How can computations done in ST be made to run in parallel?
I have a vector which needs to be filled in by random access, hence the use of ST, and the computation runs correctly single-threaded, but have been unable to figure out how to use more than one core.
Random access is needed because of the meaning of the indices into the vector. There are n things and every possible way of choosing among n things has an entry in the vector, as in the choice function. Each of these choices corresponds to a binary number (conceptually, a packed [Bool]) and these Int values are the indices. If there are n things, then the size of the vector is 2^n. The natural way the algorithm runs is for every entry corresponding to "n choose 1" to be filled in, then every entry for "n choose 2," etc. The entries corresponding to "n choose k" depends on the entries corresponding to "n choose (k-1)." The integers for the different choices do not occur in numerical order, and that's why random access is needed.
Here's a pointless (but slow) computation that follows the same pattern. The example function shows how I tried to break the computation up so that the bulk of the work is done in a pure world (no ST monad). In the code below, bogus is where most of the work is done, with the intent of calling that in parallel, but only one core is ever used.
import qualified Data.Vector as Vb
import qualified Data.Vector.Mutable as Vm
import qualified Data.Vector.Generic.Mutable as Vg
import qualified Data.Vector.Generic as Gg
import Control.Monad.ST as ST ( ST, runST )
import Data.Foldable(forM_)
import Data.Char(digitToInt)
main :: IO ()
main = do
putStrLn $ show (example 9)
example :: Int -> Vb.Vector Int
example n = runST $ do
m <- Vg.new (2^n) :: ST s (Vm.STVector s Int)
Vg.unsafeWrite m 0 (1)
forM_ [1..n] $ \i -> do
p <- prev m n (i-1)
let newEntries = (choiceList n i) :: [Int]
forM_ newEntries $ \e -> do
let v = bogus p e
Vg.unsafeWrite m e v
Gg.unsafeFreeze m
choiceList :: Int -> Int -> [Int]
choiceList _ 0 = [0]
choiceList n 1 = [ 2^k | k <- [0..(n-1) ] ]
choiceList n k
| n == k = [2^n - 1]
| otherwise = (choiceList (n-1) k) ++ (map ((2^(n-1)) +) $ choiceList (n-1) (k-1))

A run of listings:
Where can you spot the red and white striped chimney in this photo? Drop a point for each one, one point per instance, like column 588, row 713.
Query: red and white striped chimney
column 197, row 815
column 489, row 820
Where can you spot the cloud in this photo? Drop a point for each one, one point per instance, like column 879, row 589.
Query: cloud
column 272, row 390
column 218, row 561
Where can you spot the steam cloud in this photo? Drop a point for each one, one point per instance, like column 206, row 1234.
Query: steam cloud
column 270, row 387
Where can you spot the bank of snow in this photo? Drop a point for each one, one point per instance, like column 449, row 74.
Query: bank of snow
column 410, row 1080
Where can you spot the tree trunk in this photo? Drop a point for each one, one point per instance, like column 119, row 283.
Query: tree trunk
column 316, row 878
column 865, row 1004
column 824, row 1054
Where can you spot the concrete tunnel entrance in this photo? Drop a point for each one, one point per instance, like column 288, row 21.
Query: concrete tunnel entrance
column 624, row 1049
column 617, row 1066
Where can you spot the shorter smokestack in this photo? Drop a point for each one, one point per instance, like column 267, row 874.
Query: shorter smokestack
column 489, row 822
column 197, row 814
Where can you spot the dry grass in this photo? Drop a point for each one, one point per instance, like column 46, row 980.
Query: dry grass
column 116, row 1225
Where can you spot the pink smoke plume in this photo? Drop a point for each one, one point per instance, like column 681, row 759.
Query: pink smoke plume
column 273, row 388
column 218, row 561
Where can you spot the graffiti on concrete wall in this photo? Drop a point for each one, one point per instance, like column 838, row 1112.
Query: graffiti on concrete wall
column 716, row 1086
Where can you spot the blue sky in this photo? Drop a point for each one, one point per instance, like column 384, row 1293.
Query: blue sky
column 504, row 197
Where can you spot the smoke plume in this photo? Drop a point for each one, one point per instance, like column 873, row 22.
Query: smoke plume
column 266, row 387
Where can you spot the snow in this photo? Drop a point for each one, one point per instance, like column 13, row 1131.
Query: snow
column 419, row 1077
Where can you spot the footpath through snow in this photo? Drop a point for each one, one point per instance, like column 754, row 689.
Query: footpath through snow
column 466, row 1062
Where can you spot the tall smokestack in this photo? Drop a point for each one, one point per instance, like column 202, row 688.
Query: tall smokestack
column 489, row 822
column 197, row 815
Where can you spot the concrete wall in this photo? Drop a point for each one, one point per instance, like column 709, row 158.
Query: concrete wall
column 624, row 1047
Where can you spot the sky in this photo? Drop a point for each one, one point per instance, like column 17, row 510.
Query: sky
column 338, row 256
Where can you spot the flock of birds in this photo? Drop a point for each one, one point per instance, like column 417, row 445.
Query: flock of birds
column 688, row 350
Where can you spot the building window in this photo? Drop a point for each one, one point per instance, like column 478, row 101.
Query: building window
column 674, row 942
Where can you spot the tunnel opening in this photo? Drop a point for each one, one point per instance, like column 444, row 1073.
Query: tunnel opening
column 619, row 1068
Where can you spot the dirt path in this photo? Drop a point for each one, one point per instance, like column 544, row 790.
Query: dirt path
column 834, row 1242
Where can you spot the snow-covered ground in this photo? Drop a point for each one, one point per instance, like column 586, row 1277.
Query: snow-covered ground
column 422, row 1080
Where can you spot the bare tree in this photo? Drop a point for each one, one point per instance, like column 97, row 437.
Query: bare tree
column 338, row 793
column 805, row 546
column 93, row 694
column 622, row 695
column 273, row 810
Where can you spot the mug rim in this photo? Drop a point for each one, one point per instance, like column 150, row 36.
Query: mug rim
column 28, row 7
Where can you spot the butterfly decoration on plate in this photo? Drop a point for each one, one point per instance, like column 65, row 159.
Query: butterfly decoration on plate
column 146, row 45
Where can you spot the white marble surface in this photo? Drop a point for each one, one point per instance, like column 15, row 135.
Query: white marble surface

**Prompt A:** From the post on running ST computations in parallel, copy the passage beginning with "import qualified Data.Vector as" and continuing through "(Vm.STVector s Int)".
**Prompt B:**
Decide whether each statement below agrees with the post on running ST computations in parallel. Answer yes or no for each and quote the words of the post that settle it.
(i) When there are n things, the vector has size 2^n.
(ii) The integers for the different choices occur in numerical order.
(iii) The computation runs correctly when single-threaded.

**Complete response A:**
import qualified Data.Vector as Vb
import qualified Data.Vector.Mutable as Vm
import qualified Data.Vector.Generic.Mutable as Vg
import qualified Data.Vector.Generic as Gg
import Control.Monad.ST as ST ( ST, runST )
import Data.Foldable(forM_)
import Data.Char(digitToInt)
main :: IO ()
main = do
putStrLn $ show (example 9)
example :: Int -> Vb.Vector Int
example n = runST $ do
m <- Vg.new (2^n) :: ST s (Vm.STVector s Int)

**Complete response B:**
(i) Yes: "If there are n things, then the size of the vector is 2^n."
(ii) No: "The integers for the different choices do not occur in numerical order"
(iii) Yes: "the computation runs correctly single-threaded"